• Supplied data:
= Beginning of Section =

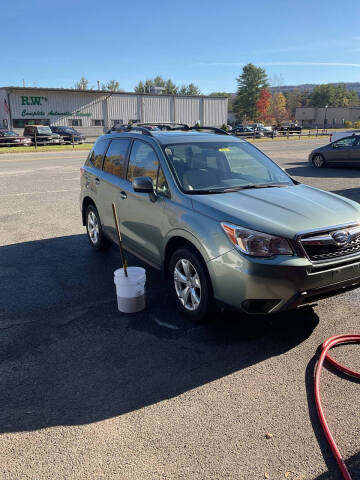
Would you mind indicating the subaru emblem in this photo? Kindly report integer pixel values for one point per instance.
(341, 237)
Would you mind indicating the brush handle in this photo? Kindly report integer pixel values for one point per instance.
(123, 260)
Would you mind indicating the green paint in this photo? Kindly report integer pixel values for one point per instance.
(25, 100)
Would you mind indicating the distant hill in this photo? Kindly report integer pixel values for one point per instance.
(355, 86)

= End of Section =

Repeat the listing verbatim. Skip the pictures.

Would you mind indicating the subaru emblem in this photo? Kindly report integer pixel values for one point per instance.
(341, 237)
Would you mind indicating the brush handle in this photo? Kindly report integer pixel values for one point per instance.
(123, 260)
Would you mind indicating the green paint in this photo? Kindly report integer pixel values for one point per instance.
(25, 100)
Would you mind indicating the distant hill in this photo? Kindly report integer pixel values for one point per instance.
(355, 86)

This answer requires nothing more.